■ Instructions ■
[a] In the article on the Episcopal Church resolutions, who proposed the resolutions?
[b] From the article on the Episcopal Church resolutions, quote the stretch from "The Episcopal Church" through "pronouns for God.".
*** Extract Section Begins ***
The Episcopal Church in Washington, DC, recently passed a resolution to drop gendered references to God in favour of gender-neutral language. The resolution adopted states:
If revision of the Book of Common Prayer is authorized, to utilize expansive language for God from the rich source of feminine, masculine, and non-binary imagery for God found in Scripture and tradition and, when possible, to avoid the use of gendered pronouns for God.
Prior to that, the diocese issued a resolution on the inclusion of transgender people. The resolution, “affirms that all transgender people, and anyone whose gender identity and expression differs from that assigned at birth, are beloved children of God…” Further, the resolution encourages “all parishes to remove all obstacles to full participation in congregational life by making all gender-specific facilities accessible, regardless of identity and expression.”
The resolutions were proposed by Rev Alex Dyer, of St Thomas’ Parish, Washington, DC. Dyer told Tucker Carlson, “We don’t want to take away anything. We want to add on to it.” After Carlson pointed out that our understanding of gender is heavily influenced by the story of Adam and Eve in Genesis 1, Dyer retorted:
I’m sure you also know too, that there’s another Genesis story in chapter 2, where God creates Adam and then he creates a helper. Eve doesn’t identify gender actually until chapter 3.
When Carlson asked Dyer if he believed Eve was a woman, he responded, “I wasn’t there.”
In his book The Great Evangelical Disaster, Francis Schaeffer rightly said: ” Here is the great evangelical disaster – the failure of the evangelical world to stand for truth as truth. There is only one word for this – namely accommodation. The evangelical church has accommodated to the world spirit of the age. First, there has been accommodation on Scripture, so that many who call themselves evangelicals hold a weakened view of the Bible and no longer affirm the truth of all the Bible teaches – truth not only in religious matters but in the areas of science and history and morality… This accommodation has been costly, first in destroying the power of the Scriptures to confront the spirit of our age; second, in allowing the further slide of our culture. Thus we must say with tears that it is the evangelical accommodation to the world spirit around us, to the wisdom of this age, which removes the evangelical church from standing against the breakdown of our culture.”
*** Extract Section Ends ***
*** Dataset excerpts Section Begins ***
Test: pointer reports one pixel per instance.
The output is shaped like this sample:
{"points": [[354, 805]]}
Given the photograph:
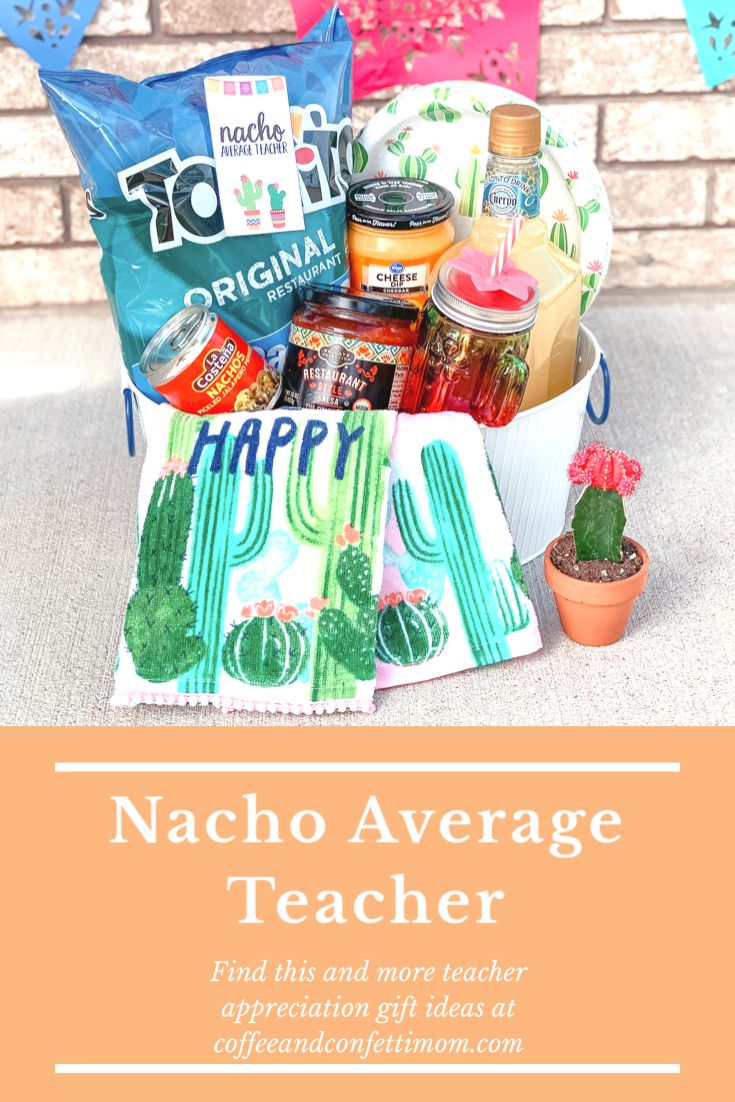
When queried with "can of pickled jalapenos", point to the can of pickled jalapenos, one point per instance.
{"points": [[202, 366]]}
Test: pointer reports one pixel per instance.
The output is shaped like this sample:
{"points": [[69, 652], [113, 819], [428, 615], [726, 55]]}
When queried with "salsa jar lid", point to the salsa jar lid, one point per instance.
{"points": [[397, 203], [374, 305]]}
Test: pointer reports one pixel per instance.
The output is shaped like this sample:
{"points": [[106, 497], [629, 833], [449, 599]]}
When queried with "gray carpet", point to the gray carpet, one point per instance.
{"points": [[67, 546]]}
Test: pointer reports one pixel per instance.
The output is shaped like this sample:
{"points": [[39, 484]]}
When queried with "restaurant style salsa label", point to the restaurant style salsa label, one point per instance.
{"points": [[324, 370]]}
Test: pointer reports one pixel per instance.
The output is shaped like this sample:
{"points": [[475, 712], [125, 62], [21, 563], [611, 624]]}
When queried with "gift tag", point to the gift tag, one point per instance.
{"points": [[253, 150]]}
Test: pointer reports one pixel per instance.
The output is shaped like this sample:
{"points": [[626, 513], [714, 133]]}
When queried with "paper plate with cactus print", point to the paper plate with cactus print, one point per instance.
{"points": [[439, 132]]}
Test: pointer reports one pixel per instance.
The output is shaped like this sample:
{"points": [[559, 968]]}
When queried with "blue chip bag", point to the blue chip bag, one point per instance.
{"points": [[146, 161]]}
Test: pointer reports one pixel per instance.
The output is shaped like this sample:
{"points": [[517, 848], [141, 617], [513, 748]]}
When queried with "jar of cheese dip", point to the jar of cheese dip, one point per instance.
{"points": [[397, 229]]}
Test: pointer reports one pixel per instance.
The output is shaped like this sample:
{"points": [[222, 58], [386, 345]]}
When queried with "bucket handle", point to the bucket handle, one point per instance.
{"points": [[602, 417], [130, 424]]}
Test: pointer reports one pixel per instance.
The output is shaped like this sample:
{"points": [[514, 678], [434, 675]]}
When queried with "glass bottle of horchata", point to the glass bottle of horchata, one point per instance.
{"points": [[511, 187]]}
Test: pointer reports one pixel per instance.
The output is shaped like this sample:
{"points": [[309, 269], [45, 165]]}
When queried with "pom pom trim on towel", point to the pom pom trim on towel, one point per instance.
{"points": [[234, 704]]}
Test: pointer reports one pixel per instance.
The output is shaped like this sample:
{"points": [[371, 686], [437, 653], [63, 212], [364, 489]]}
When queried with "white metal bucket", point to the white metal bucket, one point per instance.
{"points": [[530, 455]]}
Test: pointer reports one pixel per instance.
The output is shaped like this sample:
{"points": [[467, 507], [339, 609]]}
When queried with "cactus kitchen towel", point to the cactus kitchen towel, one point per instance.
{"points": [[259, 561], [453, 594]]}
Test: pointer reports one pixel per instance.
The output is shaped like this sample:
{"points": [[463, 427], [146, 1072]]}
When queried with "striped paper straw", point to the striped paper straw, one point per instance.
{"points": [[507, 244]]}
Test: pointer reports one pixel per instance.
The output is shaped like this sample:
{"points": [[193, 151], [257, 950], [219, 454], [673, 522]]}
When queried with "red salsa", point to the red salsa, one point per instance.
{"points": [[348, 350]]}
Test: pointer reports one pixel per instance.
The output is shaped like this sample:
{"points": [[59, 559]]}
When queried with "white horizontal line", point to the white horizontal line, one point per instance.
{"points": [[373, 1069], [364, 767]]}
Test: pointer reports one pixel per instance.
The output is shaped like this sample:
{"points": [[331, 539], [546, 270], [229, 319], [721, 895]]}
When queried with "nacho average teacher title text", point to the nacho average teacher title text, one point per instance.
{"points": [[563, 834]]}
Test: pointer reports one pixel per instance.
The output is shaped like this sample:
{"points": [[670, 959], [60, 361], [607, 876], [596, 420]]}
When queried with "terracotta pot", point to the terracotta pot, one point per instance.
{"points": [[594, 613]]}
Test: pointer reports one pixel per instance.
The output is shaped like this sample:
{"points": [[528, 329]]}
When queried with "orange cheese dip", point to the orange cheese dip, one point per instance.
{"points": [[397, 229]]}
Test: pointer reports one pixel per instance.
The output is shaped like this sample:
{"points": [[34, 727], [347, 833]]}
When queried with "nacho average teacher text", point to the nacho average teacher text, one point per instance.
{"points": [[563, 833]]}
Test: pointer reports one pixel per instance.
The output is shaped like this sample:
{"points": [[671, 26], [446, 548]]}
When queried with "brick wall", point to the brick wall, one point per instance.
{"points": [[623, 74]]}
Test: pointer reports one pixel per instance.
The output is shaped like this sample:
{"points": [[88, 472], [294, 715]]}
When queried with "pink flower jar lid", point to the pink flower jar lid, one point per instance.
{"points": [[469, 293]]}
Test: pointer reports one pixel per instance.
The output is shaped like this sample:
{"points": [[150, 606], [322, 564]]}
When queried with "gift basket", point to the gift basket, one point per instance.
{"points": [[325, 339]]}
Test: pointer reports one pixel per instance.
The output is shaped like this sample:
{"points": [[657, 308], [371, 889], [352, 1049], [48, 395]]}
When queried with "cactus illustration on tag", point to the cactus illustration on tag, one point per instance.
{"points": [[439, 109], [219, 547], [268, 649], [345, 530], [411, 628], [469, 181], [456, 544], [248, 195], [277, 212]]}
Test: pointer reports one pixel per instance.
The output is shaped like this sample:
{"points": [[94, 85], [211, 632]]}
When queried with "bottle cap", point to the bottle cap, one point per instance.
{"points": [[515, 130]]}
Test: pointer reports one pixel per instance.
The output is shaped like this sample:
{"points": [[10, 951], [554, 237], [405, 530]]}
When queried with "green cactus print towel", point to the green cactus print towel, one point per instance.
{"points": [[259, 561], [453, 594]]}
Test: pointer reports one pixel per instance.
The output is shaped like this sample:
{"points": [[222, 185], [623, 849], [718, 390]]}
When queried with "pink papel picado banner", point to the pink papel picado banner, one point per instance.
{"points": [[400, 42]]}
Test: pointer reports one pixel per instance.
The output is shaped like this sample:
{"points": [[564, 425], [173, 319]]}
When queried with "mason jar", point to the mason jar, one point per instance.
{"points": [[471, 358]]}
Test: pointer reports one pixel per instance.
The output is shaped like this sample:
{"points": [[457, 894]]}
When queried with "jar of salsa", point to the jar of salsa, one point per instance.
{"points": [[397, 229], [471, 357], [348, 350]]}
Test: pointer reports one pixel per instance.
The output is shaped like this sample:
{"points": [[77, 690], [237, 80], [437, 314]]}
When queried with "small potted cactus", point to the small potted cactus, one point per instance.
{"points": [[277, 212], [595, 572], [247, 196]]}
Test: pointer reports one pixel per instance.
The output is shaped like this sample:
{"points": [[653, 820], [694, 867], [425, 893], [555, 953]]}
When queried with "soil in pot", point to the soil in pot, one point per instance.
{"points": [[563, 555], [592, 611]]}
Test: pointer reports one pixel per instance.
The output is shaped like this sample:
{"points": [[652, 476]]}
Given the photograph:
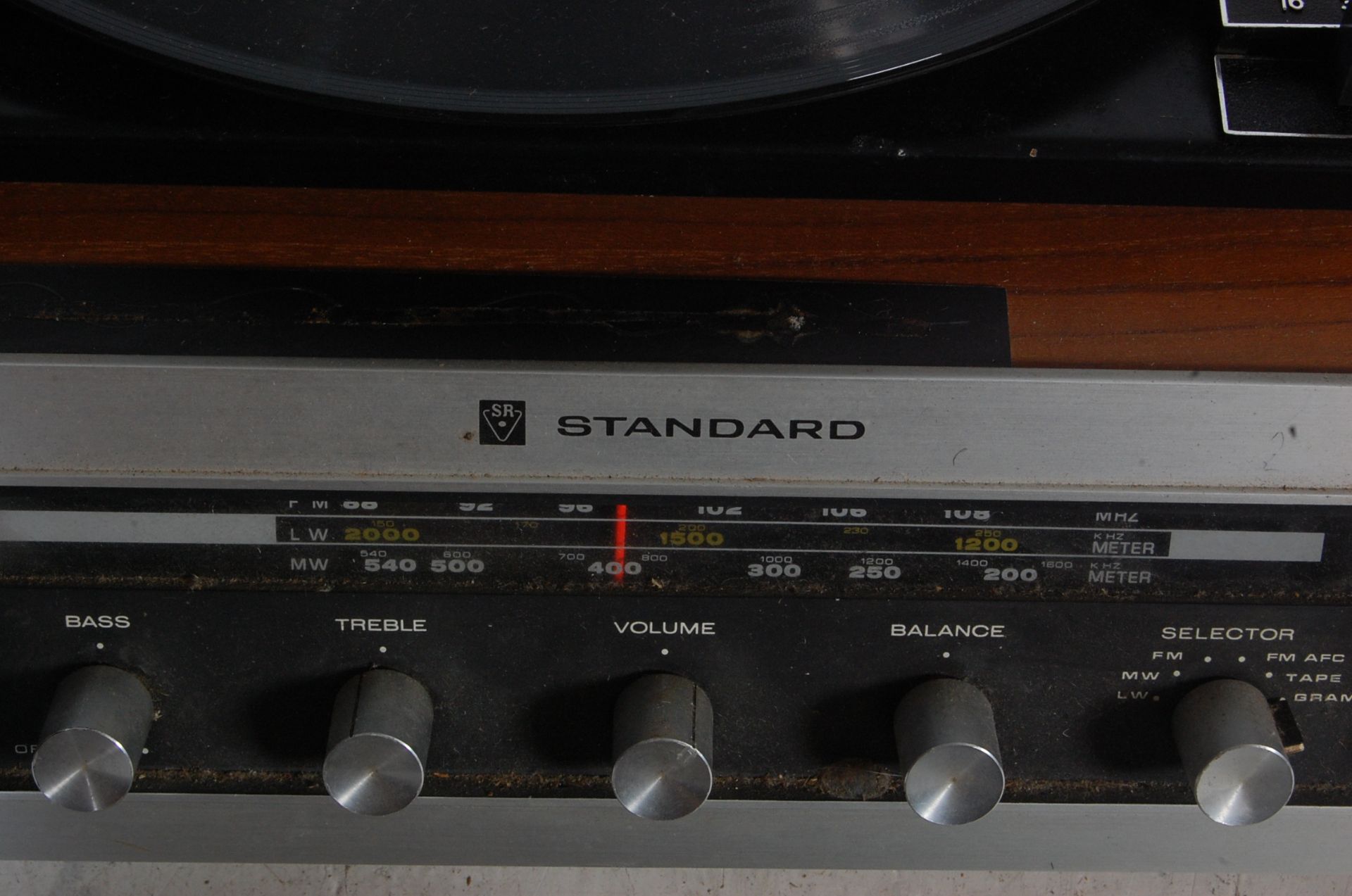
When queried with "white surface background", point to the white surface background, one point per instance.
{"points": [[94, 878]]}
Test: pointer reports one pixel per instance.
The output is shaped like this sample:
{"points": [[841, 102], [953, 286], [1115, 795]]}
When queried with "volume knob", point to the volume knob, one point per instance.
{"points": [[1232, 752], [377, 743], [92, 738], [946, 740], [663, 745]]}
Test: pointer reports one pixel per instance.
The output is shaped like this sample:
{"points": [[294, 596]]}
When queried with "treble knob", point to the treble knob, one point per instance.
{"points": [[92, 738], [1232, 752], [377, 743], [663, 746], [946, 740]]}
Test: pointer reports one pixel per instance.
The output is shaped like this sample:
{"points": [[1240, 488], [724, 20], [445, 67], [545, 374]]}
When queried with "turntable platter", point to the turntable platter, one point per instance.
{"points": [[560, 57]]}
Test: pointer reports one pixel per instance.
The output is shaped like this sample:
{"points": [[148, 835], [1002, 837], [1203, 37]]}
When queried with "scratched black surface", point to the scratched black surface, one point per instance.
{"points": [[524, 687], [480, 317]]}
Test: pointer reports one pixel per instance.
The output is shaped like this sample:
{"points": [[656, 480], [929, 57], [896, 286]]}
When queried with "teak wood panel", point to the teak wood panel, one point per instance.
{"points": [[1097, 287]]}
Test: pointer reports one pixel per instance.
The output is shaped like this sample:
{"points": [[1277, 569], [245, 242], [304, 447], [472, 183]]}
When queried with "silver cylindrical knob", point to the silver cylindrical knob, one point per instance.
{"points": [[951, 757], [377, 743], [664, 743], [1232, 752], [92, 738]]}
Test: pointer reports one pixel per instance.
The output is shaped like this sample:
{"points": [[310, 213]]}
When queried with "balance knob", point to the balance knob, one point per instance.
*** Dataset excerpts Section Ends ***
■ Answers ■
[a] Rev Alex Dyer, of St Thomas' Parish, Washington, DC.

[b]
The Episcopal Church in Washington, DC, recently passed a resolution to drop gendered references to God in favour of gender-neutral language. The resolution adopted states:
If revision of the Book of Common Prayer is authorized, to utilize expansive language for God from the rich source of feminine, masculine, and non-binary imagery for God found in Scripture and tradition and, when possible, to avoid the use of gendered pronouns for God.